**VOTRE TÂCHE**:
Répondez aux questions suivantes à l'aide de l'extrait d'arrêt ci-dessous.
(a) Selon l'article 1er, quel jugement est annulé ?
(b) Dans quel délai la carte de séjour temporaire doit-elle être délivrée à Mme C... épouse D... ?
(c) Quelle somme l'État versera-t-il à Mme C... épouse D... au titre de l'article L. 761-1 du code de justice administrative ?

**EXTRAIT**:

________________

Sur les conclusions aux fins d'injonction :
5. Aux termes de l'article L. 911-1 du code de justice administrative : " Lorsque sa décision implique nécessairement qu'une personne morale de droit public ou un organisme de droit privé chargé de la gestion d'un service public prenne une mesure d'exécution dans un sens déterminé, la juridiction, saisie de conclusions en ce sens, prescrit, par la même décision, cette mesure assortie, le cas échéant, d'un délai d'exécution. La juridiction peut également prescrire d'office cette mesure. ". Aux termes de l'article L. 911-2 du même code : " Lorsque sa décision implique nécessairement qu'une personne morale de droit public ou un organisme de droit privé chargé de la gestion d'un service public prenne à nouveau une décision après une nouvelle instruction, la juridiction, saisie de conclusions en ce sens, prescrit, par la même décision juridictionnelle, que cette nouvelle décision doit intervenir dans un délai déterminé. La juridiction peut également prescrire d'office l'intervention de cette nouvelle décision. ".
6. Eu égard au moyen d'annulation retenu au point 3, le présent arrêt implique nécessairement qu'il soit enjoint au préfet de la Seine-Saint-Denis de délivrer à Mme C... épouse D... une carte de séjour temporaire portant la mention " vie privée et familiale ", dans le délai de deux mois à compter de la notification du présent arrêt.
Sur les frais liés à l'instance :
7. Dans les circonstances de l'espèce, il y a lieu de mettre à la charge de l'Etat le versement à Mme C... épouse D... de la somme de 1 500 euros au titre des dispositions de l'article L. 761-1 du code de justice administrative.
D É C I D E :
Article 1er : Le jugement n° 1901230 du Tribunal administratif de Montreuil du 3 octobre 2019 est annulé.
Article 2 : L'arrêté du préfet de la Seine-Saint-Denis du 16 janvier 2019 est annulé.
Article 3 : Il est enjoint au préfet de la Seine-Saint-Denis de délivrer à Mme C... épouse D... une carte de séjour temporaire portant la mention " vie privée et familiale ", dans le délai de deux mois à compter de la notification du présent arrêt.
Article 4 : L'État versera à Mme C... épouse D... une somme de 1 500 euros au titre de l'article L. 761-1 du code de justice administrative.

________________

**LES DONNÉES**:

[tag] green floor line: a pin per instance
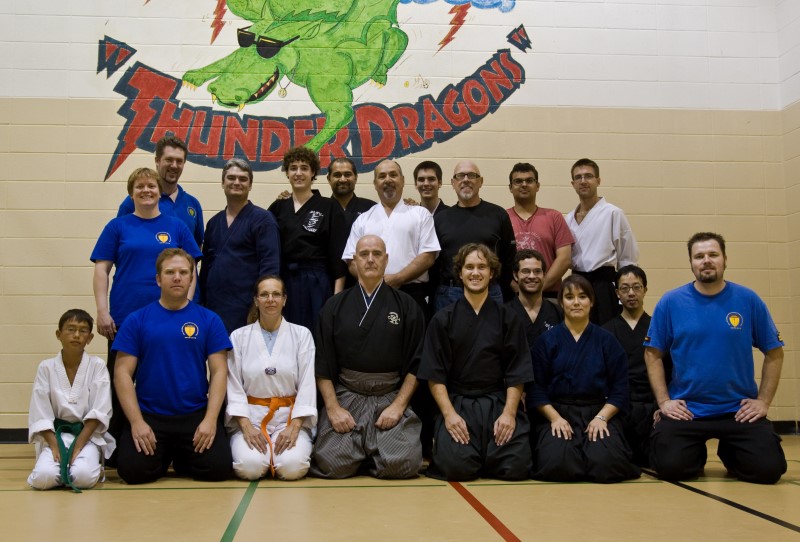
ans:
(241, 510)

________________

**RÉSULTAT**:
(a) Le jugement n° 1901230 du Tribunal administratif de Montreuil du 3 octobre 2019.
(b) Dans le délai de deux mois à compter de la notification du présent arrêt.
(c) Une somme de 1 500 euros.